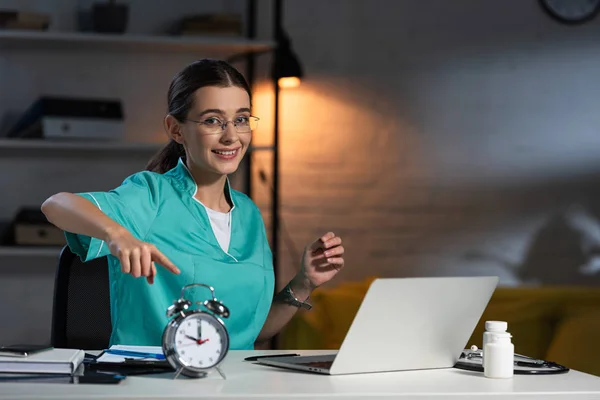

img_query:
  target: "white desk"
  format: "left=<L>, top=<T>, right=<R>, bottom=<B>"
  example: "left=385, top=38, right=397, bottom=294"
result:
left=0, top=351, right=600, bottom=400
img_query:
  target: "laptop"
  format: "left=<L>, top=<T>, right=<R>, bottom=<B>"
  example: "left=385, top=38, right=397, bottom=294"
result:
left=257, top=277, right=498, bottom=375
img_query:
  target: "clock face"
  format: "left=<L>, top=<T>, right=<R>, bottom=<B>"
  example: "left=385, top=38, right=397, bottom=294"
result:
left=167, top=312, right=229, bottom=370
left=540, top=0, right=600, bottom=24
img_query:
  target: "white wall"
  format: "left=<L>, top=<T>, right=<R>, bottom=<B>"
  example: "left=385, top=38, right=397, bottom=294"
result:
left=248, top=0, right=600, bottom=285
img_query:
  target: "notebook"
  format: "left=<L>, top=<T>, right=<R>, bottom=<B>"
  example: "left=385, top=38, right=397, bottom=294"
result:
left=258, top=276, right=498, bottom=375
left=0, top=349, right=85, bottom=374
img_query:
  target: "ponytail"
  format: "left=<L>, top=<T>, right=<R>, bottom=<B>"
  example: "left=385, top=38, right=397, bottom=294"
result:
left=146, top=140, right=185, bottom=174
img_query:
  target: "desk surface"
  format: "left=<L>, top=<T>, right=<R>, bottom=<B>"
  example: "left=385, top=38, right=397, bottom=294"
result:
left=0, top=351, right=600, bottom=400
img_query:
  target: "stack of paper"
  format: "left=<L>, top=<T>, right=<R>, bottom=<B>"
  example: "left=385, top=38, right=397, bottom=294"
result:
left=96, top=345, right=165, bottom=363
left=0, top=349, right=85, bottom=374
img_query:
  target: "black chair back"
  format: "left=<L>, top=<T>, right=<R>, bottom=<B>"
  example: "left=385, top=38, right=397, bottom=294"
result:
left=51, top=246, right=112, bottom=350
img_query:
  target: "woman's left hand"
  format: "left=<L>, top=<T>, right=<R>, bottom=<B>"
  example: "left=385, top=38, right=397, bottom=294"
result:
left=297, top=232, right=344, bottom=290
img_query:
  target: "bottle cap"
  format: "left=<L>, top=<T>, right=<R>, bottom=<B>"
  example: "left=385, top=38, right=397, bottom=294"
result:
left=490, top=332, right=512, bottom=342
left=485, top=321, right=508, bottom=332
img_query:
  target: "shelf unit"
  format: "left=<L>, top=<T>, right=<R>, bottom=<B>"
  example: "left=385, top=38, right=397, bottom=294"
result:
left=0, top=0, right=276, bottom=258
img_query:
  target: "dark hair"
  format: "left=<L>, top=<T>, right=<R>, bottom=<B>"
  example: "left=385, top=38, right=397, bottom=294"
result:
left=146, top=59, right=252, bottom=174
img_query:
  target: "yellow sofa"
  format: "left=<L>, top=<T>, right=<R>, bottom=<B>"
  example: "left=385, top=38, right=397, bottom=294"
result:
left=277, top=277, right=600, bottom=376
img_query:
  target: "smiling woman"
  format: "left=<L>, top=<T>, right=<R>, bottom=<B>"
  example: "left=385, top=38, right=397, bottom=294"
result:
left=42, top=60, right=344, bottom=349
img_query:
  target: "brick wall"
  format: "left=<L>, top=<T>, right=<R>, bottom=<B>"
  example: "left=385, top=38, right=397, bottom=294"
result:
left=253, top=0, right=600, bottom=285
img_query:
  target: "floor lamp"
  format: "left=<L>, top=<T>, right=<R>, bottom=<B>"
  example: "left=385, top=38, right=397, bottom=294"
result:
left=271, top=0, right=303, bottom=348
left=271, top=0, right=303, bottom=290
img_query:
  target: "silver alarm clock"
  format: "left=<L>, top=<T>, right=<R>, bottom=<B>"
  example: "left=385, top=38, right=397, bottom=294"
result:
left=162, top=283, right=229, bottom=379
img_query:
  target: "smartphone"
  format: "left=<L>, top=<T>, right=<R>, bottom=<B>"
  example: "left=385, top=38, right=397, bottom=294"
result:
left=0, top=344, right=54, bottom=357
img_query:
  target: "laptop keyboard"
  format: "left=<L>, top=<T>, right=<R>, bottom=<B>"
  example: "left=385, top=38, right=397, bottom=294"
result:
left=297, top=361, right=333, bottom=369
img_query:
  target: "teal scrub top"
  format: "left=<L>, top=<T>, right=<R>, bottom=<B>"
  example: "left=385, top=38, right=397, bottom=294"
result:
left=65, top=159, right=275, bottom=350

==================================================

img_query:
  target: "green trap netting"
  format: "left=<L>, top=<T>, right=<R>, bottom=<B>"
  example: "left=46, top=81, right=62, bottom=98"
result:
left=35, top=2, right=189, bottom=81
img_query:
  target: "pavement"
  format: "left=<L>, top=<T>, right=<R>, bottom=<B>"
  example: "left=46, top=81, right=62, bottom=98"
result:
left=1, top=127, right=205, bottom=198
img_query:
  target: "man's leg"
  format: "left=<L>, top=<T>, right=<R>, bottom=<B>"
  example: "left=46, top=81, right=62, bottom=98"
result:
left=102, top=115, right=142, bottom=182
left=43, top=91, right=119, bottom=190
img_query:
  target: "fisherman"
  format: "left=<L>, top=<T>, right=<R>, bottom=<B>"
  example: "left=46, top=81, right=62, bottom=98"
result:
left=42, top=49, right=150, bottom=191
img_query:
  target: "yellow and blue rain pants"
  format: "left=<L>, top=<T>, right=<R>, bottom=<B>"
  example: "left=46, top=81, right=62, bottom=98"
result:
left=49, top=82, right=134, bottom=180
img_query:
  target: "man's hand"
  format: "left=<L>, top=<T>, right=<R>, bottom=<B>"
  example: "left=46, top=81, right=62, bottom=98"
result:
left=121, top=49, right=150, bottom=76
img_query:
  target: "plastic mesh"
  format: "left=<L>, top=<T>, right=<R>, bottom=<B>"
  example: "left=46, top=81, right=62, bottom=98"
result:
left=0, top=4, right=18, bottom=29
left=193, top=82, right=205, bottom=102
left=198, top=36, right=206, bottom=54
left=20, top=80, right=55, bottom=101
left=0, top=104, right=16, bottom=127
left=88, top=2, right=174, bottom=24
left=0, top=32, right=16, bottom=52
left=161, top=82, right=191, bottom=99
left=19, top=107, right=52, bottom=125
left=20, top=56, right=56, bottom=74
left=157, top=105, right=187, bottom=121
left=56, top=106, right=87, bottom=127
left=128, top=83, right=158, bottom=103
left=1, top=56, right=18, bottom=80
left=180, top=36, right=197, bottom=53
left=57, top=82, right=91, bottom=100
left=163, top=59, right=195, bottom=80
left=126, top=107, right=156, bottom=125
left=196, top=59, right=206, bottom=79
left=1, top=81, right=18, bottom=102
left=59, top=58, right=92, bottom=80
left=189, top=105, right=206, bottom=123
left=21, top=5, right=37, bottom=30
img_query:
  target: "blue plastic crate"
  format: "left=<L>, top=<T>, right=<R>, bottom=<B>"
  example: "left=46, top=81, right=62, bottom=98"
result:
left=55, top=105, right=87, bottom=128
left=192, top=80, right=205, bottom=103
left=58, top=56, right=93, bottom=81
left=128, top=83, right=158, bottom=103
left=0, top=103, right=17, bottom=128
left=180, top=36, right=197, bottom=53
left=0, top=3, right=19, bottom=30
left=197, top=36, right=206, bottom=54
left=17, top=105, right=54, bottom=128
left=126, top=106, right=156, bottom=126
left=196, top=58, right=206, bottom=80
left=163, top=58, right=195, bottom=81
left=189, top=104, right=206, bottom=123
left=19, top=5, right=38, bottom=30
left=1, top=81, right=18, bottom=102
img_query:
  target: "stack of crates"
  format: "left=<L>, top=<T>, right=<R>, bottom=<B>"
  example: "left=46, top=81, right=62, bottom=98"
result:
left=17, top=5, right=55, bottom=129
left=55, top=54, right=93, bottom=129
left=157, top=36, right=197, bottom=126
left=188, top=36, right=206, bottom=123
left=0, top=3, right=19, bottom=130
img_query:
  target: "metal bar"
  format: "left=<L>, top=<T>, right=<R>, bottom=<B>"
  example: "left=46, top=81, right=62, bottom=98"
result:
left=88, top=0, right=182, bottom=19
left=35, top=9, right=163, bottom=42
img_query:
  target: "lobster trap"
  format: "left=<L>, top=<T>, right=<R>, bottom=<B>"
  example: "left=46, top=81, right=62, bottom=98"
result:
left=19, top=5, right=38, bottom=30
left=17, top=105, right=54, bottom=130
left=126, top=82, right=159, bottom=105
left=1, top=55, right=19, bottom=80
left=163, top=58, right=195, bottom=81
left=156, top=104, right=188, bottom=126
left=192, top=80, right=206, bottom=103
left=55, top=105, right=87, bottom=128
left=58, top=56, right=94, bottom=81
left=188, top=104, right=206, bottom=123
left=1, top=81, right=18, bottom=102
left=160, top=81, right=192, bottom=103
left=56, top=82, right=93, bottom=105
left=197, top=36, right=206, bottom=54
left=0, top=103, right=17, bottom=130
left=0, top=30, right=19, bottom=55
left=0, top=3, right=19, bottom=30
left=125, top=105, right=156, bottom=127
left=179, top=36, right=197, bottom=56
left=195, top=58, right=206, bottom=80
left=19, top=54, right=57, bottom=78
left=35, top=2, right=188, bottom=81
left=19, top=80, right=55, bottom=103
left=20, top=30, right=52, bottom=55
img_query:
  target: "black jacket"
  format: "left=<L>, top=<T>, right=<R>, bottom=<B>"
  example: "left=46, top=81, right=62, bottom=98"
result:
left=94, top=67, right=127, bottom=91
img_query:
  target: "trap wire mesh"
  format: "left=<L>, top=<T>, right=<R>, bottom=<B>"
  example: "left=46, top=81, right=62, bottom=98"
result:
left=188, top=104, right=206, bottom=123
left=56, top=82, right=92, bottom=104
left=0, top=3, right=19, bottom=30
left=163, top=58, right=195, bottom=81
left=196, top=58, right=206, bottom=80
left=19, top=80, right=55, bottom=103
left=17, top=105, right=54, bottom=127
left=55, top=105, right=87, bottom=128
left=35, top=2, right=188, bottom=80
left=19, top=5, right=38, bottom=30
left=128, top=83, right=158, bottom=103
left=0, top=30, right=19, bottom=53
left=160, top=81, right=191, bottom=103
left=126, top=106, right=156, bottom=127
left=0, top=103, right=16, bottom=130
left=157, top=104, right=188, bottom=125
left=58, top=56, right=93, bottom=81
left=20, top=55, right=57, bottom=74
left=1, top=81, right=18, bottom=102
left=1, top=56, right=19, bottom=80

==================================================

* What is asked
Show every line of the data above that contains the word "trap".

* Task answer
  target: "green trap netting"
  target: "lobster trap"
  target: "trap wire mesh"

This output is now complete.